>> Begin

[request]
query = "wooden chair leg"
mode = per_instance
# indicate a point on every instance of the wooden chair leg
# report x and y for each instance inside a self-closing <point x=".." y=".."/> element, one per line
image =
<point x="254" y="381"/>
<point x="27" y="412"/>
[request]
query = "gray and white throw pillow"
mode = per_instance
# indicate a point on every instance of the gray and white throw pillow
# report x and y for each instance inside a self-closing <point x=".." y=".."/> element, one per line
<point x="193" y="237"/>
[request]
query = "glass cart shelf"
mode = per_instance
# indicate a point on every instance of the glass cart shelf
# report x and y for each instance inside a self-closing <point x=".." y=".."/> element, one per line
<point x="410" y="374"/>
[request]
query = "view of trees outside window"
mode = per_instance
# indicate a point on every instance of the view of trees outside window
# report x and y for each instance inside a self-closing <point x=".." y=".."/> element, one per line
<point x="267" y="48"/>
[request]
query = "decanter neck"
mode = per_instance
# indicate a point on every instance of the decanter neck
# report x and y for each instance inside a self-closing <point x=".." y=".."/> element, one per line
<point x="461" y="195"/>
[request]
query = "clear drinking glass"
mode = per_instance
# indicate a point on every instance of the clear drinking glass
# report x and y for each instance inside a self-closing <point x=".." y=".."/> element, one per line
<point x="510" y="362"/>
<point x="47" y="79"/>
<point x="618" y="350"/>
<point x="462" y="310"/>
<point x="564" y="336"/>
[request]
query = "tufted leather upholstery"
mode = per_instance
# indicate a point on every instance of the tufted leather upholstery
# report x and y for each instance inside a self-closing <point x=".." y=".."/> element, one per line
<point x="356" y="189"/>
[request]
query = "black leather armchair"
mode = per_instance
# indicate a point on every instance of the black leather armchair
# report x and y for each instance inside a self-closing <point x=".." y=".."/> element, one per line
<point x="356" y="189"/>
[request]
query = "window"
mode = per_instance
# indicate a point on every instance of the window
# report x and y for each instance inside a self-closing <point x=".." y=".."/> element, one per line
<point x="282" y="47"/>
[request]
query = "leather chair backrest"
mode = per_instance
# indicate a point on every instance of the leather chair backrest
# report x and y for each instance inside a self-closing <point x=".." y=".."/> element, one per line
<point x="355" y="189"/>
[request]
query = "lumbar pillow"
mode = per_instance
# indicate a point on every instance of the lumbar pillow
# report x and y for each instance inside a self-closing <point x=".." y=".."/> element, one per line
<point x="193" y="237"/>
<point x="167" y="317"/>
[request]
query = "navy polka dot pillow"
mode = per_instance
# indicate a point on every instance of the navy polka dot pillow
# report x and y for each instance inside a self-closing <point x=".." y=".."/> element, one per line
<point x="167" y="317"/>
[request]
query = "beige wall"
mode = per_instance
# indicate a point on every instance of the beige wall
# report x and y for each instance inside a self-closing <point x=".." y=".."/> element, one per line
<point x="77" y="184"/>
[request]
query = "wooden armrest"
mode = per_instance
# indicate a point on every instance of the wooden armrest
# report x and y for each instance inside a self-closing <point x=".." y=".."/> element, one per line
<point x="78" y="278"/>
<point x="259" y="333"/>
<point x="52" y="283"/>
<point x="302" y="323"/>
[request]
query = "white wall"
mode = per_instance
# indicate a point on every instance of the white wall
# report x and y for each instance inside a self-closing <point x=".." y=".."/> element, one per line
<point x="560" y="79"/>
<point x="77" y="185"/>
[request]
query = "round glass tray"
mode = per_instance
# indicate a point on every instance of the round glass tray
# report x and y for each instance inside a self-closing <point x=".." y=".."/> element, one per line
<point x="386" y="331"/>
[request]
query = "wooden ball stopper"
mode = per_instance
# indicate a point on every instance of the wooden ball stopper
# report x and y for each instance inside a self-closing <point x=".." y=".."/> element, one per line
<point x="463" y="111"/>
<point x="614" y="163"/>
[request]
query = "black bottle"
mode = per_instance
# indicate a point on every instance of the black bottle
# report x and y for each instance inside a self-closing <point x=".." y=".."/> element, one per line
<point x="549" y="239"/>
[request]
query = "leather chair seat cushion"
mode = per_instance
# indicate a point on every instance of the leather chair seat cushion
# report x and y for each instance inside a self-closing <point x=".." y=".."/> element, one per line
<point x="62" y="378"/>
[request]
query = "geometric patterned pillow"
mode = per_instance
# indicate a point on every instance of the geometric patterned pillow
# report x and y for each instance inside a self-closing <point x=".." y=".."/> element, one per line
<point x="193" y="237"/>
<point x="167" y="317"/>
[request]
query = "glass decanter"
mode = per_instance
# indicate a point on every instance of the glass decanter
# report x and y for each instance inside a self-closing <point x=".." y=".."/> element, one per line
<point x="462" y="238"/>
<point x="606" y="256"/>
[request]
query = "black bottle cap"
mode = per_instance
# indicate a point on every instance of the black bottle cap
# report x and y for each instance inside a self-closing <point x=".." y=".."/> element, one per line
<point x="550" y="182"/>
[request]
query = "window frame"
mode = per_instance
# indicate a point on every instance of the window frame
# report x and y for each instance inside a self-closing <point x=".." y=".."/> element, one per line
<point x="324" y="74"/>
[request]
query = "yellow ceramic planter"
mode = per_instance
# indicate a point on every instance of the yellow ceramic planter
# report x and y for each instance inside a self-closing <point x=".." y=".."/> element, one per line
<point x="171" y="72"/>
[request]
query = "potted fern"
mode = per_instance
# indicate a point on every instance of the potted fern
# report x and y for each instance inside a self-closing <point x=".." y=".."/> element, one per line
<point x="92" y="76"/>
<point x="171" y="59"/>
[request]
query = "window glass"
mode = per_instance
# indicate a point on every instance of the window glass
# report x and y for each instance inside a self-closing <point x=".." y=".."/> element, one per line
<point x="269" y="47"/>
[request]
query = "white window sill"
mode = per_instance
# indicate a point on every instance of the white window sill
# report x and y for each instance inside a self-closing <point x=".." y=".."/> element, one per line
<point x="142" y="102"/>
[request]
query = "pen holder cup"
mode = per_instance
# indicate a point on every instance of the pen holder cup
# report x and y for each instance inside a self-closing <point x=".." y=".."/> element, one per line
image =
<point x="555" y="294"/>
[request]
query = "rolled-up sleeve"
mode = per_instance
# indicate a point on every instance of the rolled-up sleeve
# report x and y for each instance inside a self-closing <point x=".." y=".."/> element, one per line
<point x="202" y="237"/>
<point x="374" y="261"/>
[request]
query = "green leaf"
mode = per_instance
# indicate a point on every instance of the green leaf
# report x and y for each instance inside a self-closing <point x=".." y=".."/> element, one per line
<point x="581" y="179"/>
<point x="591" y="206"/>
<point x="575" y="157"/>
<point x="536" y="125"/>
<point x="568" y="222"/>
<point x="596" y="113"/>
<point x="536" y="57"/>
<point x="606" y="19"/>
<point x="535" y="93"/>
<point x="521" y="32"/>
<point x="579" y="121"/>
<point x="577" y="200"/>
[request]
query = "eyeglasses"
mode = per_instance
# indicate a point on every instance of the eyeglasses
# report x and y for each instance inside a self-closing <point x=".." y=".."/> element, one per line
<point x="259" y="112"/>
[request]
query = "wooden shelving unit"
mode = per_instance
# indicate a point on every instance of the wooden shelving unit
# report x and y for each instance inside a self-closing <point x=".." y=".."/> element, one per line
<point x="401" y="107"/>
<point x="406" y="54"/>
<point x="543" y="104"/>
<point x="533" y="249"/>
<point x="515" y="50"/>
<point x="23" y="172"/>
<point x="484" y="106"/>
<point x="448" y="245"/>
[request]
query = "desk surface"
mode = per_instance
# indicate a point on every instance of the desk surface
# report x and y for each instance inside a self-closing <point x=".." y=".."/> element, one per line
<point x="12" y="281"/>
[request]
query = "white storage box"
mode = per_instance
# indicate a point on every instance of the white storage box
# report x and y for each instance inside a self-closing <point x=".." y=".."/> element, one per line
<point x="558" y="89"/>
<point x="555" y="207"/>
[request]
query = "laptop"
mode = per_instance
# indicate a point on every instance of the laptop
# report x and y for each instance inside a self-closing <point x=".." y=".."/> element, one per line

>> End

• **INSTRUCTIONS FOR THE TASK**
Gather every line above that contains the string "sleeve", treating uppercase and lowercase as different.

• **WRITTEN SOLUTION**
query = "rolled-up sleeve"
# indicate a point on every instance of the rolled-up sleeve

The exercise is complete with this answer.